Task to complete - The answer is to consist only of an exact retyping of the lines from the one containing "Point to the calm sea" to the end of the entries, without pictures.

[Provided records — start]

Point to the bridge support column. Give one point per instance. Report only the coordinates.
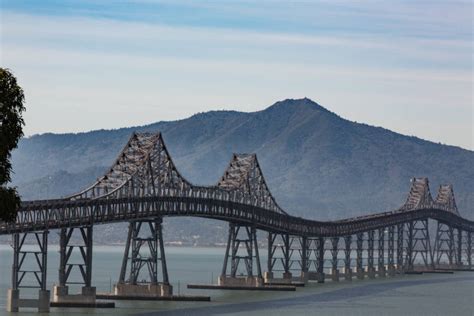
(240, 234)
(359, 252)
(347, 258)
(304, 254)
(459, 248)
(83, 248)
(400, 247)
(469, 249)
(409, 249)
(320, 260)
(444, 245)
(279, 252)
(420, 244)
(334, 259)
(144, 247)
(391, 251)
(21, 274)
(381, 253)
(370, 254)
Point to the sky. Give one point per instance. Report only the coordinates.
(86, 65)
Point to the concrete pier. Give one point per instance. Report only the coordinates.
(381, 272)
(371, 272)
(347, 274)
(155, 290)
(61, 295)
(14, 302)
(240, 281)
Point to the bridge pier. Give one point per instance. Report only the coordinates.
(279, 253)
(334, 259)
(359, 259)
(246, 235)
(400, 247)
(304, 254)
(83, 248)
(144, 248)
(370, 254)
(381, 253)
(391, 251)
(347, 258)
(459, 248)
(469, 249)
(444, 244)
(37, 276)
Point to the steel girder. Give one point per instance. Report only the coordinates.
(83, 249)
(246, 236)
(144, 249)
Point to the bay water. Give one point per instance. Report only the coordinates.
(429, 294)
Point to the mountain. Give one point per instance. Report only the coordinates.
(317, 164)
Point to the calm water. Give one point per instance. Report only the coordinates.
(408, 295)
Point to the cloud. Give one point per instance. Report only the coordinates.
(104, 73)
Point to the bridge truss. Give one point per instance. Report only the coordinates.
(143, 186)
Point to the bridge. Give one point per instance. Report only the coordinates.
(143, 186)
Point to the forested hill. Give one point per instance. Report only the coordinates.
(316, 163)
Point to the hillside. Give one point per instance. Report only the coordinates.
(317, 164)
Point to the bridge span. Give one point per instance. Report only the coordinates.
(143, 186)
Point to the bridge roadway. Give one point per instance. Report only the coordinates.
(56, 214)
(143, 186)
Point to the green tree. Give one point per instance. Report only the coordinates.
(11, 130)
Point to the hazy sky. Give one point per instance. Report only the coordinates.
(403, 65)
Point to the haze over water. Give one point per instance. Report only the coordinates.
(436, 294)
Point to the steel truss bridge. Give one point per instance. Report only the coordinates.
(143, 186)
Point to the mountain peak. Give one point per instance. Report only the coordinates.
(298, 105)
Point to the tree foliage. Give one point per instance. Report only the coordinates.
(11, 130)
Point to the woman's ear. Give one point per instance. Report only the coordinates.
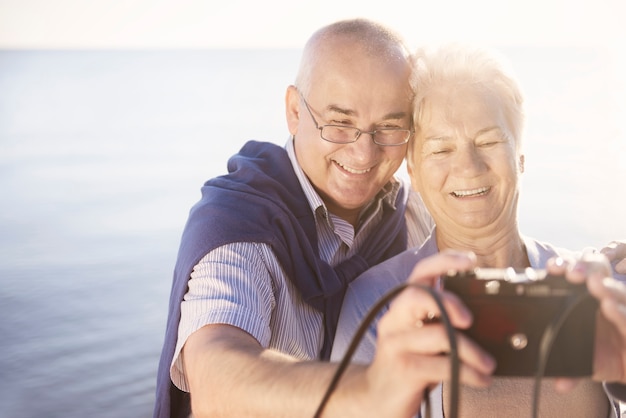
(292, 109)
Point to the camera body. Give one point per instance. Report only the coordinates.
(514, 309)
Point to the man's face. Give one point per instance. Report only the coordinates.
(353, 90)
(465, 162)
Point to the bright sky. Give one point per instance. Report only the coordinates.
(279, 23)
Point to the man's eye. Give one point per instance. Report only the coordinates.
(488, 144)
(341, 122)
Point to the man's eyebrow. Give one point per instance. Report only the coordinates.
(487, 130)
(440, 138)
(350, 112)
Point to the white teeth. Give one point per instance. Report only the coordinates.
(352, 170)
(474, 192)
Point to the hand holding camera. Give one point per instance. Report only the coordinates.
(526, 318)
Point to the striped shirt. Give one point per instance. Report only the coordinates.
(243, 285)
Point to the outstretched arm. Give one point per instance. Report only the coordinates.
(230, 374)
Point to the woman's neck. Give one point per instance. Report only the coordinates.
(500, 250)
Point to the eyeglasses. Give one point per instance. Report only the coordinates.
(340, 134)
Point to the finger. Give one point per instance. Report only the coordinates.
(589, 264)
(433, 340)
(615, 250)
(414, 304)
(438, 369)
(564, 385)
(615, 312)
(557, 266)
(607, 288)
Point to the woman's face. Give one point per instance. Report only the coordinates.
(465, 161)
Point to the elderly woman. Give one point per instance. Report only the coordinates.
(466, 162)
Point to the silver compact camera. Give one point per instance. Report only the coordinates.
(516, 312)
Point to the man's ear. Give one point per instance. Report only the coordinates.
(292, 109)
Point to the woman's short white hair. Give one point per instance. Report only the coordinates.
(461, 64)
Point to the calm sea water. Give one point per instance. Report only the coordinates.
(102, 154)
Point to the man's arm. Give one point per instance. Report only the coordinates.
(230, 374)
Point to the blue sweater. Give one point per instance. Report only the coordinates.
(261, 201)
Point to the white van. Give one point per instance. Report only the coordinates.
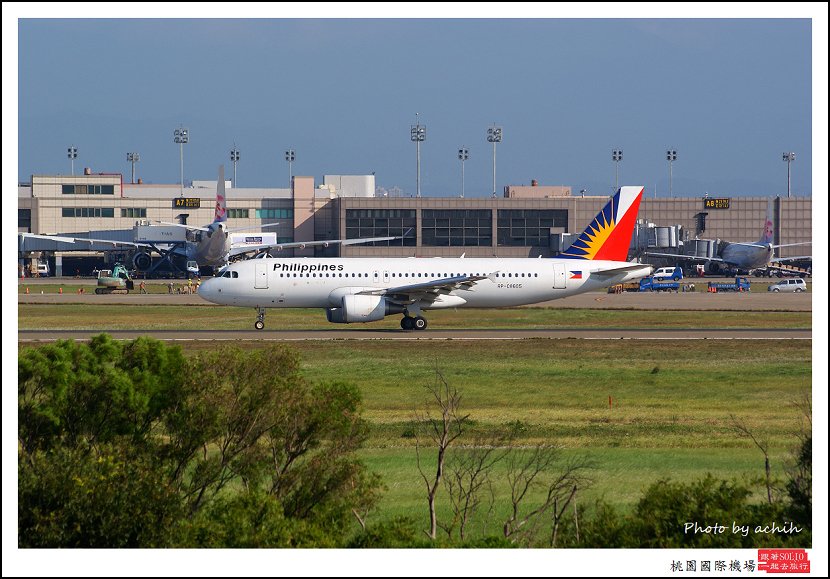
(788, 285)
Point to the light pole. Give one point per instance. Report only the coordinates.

[Provided records — finish]

Reply -
Point to the calm sea water. Give one point per instance. Report only the coordinates.
(102, 154)
Point to the man's arm. Give one point per instance. Report only the coordinates.
(230, 374)
Point to the blue sweater. Give one point per instance. Report only the coordinates.
(261, 201)
Point to the white van. Give one point per instance. Report only the coordinates.
(788, 285)
Point to the light pole. Give one point per instance. Report only the coordinates.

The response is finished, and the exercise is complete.